Text:
Chaos engineering (sometimes also called chaos testing) involves artificially injecting failure into our live, production systems, as a way to proactively validate that those systems handle a degraded environment.

Enter the Chaos Monkey

The concept of chaos engineering originated at Netflix. They were migrating from data centers to less reliable cloud infrastructure and wanted to ensure that their systems could cope with this less stable environment. To test their resilience to failure, they created an automated process called a Chaos Monkey. This automated process would use cloud APIs to turn off production server instances at random — the software equivalent of letting a monkey wander around your data center randomly unplugging cables and urinating in power supplies. Over the years Netflix has added other agents of chaos to their “Simian Army”, which inject other types of failure at various scales. This goes all the way up to Chaos Kong, a process that simulates an entire AWS region going down.

Chaos Engineering is About Embracing Failure

Rather than attempting to prevent any failures from occurring — a fool’s errand in any complex system — the goal with chaos engineering is instead to improve the resilience of these systems in the face of inevitable failure. What’s worse than a plane’s engine catching fire? An inability to handle that failure.

Given data:
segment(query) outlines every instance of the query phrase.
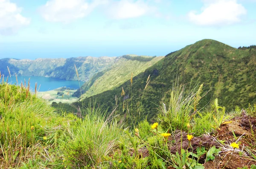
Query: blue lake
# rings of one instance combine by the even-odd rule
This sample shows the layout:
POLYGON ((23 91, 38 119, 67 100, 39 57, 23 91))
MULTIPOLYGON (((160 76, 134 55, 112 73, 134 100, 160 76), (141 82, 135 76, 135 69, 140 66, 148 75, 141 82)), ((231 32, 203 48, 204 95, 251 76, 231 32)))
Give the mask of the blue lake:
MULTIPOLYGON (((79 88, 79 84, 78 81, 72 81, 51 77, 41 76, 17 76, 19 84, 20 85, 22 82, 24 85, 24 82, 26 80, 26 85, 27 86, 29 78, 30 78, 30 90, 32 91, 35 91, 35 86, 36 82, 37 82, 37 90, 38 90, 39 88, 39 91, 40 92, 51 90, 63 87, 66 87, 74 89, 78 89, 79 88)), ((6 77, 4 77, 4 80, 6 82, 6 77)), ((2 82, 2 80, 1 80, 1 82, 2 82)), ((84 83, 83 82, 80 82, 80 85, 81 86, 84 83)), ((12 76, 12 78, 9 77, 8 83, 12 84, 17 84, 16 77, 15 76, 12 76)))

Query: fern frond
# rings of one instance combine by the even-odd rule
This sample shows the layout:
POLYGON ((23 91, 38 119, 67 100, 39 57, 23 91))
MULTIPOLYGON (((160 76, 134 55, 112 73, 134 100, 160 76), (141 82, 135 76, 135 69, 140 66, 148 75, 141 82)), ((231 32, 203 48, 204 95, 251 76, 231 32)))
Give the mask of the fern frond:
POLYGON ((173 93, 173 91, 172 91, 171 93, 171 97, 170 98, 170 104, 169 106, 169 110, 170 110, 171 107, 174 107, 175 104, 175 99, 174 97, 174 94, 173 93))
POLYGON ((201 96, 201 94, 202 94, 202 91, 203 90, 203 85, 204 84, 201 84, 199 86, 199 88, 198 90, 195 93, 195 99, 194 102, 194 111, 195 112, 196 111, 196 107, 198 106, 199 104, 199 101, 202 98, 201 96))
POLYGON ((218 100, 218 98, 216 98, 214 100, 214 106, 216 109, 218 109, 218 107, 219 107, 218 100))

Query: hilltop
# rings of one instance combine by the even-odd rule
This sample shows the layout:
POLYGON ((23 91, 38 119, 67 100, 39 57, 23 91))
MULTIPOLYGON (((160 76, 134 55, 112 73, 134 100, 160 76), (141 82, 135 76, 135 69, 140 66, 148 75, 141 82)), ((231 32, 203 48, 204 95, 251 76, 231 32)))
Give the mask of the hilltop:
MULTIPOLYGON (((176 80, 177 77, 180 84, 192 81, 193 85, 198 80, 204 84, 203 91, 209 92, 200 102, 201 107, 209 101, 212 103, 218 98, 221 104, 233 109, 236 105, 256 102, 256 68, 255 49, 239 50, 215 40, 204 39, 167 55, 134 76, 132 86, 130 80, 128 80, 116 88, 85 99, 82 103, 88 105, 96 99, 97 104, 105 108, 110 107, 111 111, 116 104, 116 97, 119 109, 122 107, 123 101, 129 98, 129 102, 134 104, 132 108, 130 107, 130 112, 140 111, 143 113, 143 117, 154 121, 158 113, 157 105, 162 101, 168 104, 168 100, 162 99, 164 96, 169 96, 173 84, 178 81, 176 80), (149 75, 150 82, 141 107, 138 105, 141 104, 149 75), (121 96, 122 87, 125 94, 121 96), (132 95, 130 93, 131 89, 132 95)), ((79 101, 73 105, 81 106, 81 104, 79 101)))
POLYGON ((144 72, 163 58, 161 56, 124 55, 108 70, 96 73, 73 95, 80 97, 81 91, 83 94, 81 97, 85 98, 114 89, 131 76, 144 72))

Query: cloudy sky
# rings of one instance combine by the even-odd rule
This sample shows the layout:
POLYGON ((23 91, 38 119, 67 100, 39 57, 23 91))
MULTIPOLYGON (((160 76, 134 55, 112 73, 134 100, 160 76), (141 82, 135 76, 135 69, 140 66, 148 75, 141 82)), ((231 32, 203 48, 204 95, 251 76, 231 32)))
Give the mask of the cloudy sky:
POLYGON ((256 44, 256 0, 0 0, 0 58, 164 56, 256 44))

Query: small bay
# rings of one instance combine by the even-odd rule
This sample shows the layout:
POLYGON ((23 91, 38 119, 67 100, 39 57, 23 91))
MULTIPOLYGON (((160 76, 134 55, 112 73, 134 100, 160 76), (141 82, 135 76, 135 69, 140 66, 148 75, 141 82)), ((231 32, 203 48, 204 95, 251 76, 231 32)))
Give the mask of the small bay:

---

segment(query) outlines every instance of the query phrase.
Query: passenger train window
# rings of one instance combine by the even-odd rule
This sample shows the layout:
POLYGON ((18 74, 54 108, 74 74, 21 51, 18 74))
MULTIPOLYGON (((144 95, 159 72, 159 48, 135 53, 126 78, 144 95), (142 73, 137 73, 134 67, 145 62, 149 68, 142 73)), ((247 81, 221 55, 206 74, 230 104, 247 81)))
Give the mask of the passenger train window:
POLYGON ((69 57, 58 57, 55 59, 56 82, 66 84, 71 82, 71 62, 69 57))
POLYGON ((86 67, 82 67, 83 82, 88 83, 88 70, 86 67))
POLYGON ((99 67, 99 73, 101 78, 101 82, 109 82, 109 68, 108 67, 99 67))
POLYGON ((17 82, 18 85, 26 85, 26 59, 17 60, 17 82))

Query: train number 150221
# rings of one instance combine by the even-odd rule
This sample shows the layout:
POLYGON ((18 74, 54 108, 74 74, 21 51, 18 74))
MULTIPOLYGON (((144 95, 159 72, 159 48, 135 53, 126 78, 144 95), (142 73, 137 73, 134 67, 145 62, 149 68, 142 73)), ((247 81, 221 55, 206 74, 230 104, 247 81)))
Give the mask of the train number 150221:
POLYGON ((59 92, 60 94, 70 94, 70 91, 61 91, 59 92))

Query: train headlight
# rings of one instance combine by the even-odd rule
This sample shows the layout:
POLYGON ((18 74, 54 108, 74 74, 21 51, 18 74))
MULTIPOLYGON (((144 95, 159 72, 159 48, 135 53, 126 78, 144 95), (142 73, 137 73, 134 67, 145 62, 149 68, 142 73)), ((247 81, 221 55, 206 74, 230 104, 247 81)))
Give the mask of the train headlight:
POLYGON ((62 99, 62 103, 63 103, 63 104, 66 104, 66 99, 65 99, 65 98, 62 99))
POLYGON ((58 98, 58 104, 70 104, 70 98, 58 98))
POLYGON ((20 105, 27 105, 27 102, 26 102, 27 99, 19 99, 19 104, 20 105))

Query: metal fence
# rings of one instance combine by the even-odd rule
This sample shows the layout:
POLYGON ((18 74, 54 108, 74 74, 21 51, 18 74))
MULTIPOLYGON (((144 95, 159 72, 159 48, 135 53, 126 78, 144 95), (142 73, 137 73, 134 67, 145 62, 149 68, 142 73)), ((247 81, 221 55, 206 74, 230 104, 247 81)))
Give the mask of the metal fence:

Problem A: Return the chaos engineering text in full, word for word.
Problem B: In the records, retype word for word only the lines from the line with "Query: fern frond" to the line with "Give the mask of the fern".
The records are unrelated to the chaos engineering text.

Worked solution A:
Chaos engineering (sometimes also called chaos testing) involves artificially injecting failure into our live, production systems, as a way to proactively validate that those systems handle a degraded environment.

Enter the Chaos Monkey

The concept of chaos engineering originated at Netflix. They were migrating from data centers to less reliable cloud infrastructure and wanted to ensure that their systems could cope with this less stable environment. To test their resilience to failure, they created an automated process called a Chaos Monkey. This automated process would use cloud APIs to turn off production server instances at random — the software equivalent of letting a monkey wander around your data center randomly unplugging cables and urinating in power supplies. Over the years Netflix has added other agents of chaos to their “Simian Army”, which inject other types of failure at various scales. This goes all the way up to Chaos Kong, a process that simulates an entire AWS region going down.

Chaos Engineering is About Embracing Failure

Rather than attempting to prevent any failures from occurring — a fool’s errand in any complex system — the goal with chaos engineering is instead to improve the resilience of these systems in the face of inevitable failure. What’s worse than a plane’s engine catching fire? An inability to handle that failure.

Worked solution B:
Query: fern frond
# rings of one instance combine by the even-odd rule
This sample shows the layout:
POLYGON ((23 91, 38 119, 67 100, 39 57, 23 91))
MULTIPOLYGON (((160 76, 134 55, 112 73, 134 100, 160 76), (141 82, 135 76, 135 69, 140 66, 148 75, 141 82)), ((231 32, 203 48, 204 95, 251 76, 231 32)))
Give the mask of the fern frond:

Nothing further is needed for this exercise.